Written exercise: List every line of the listing below that contains the word "boxes". Matching is case-sensitive.

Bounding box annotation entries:
--------------------------------------------------

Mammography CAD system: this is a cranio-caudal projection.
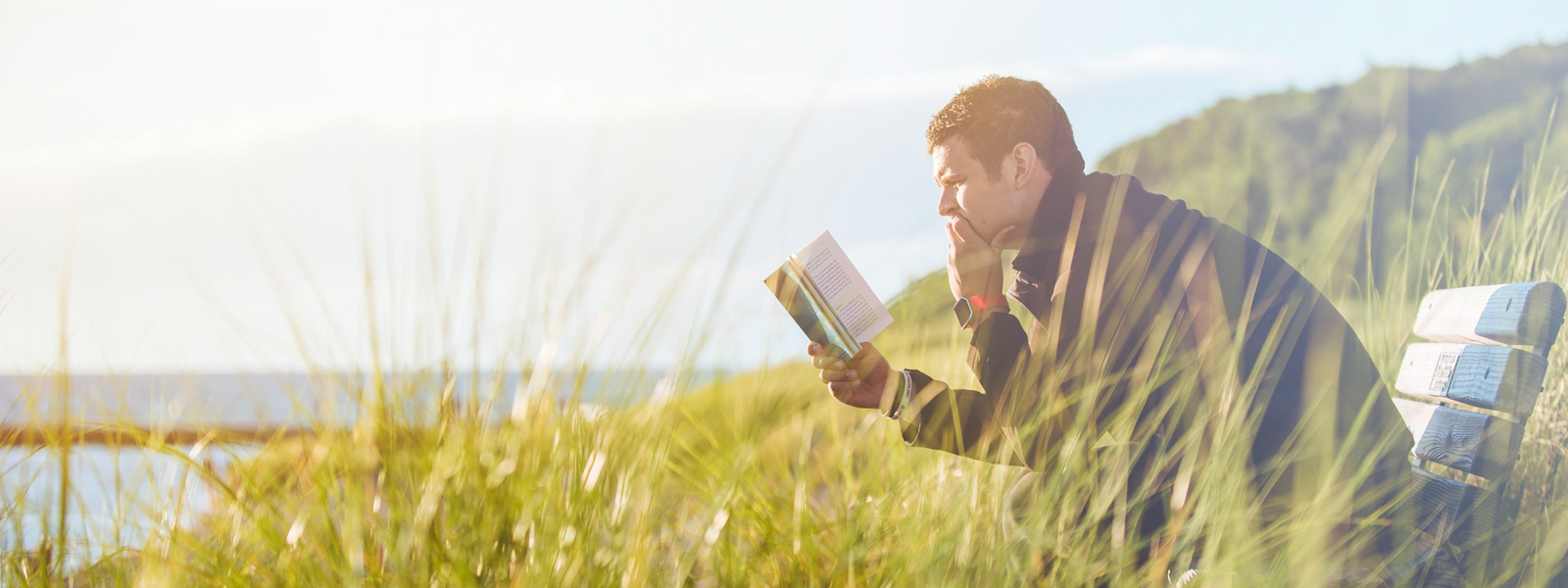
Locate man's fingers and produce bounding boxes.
[817,370,859,384]
[991,224,1017,251]
[828,379,860,400]
[947,218,985,245]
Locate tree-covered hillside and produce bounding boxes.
[1098,44,1568,290]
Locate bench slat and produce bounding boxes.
[1411,467,1500,582]
[1411,282,1568,345]
[1394,398,1524,478]
[1394,343,1546,420]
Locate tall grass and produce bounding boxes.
[0,118,1568,586]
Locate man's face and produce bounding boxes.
[931,139,1027,241]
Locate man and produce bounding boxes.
[808,75,1413,577]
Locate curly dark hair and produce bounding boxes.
[925,75,1084,177]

--------------------------------------------------

Response:
Locate man's fingers and produce bounding boxes.
Locate tree-covered hillside and produce bounding boxes.
Locate bench slat and produce bounding boxes.
Locate tall grass and produce bounding boxes.
Locate man's face and produce bounding boxes.
Locate man and produce bounding boxes.
Locate curly dark hair and produce bounding boxes.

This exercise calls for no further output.